* _DATA_:

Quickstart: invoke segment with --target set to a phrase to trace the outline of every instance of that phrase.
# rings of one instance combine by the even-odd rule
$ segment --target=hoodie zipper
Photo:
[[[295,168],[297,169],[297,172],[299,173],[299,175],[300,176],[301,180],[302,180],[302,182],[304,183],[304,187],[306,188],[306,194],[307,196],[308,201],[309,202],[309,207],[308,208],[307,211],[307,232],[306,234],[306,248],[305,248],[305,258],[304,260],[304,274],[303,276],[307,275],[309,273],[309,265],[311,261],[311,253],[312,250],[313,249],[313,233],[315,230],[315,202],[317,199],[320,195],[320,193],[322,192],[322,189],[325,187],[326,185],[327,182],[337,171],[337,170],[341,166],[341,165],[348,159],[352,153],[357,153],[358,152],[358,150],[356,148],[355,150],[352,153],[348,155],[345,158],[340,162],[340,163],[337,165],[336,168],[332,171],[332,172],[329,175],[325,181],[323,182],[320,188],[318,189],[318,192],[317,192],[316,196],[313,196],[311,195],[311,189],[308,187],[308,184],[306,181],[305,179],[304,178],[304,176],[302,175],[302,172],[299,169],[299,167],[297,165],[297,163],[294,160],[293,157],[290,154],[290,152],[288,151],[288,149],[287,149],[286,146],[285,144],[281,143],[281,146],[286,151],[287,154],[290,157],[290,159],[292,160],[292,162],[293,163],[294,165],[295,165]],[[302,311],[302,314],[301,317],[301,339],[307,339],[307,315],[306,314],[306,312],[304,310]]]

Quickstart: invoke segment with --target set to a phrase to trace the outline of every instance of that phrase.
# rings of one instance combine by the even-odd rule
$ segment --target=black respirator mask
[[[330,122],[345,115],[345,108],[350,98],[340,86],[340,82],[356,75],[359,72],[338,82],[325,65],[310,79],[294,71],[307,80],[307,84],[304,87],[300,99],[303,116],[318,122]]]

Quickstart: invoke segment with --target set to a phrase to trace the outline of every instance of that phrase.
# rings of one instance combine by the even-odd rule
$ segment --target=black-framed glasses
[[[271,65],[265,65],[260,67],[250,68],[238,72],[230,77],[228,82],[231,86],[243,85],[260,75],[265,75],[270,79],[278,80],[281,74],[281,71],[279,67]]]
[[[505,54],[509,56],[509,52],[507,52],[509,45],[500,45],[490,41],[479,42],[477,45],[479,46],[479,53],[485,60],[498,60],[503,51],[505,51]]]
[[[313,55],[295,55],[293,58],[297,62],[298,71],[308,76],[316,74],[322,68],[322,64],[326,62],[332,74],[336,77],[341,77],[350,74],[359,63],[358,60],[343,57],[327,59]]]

* _PROBLEM DETAILS_:
Locate each line of the entries above that contains the string "black" and copy those lines. Case counts.

* _ANSWER_:
$ segment --target=black respirator mask
$ segment --target=black-framed glasses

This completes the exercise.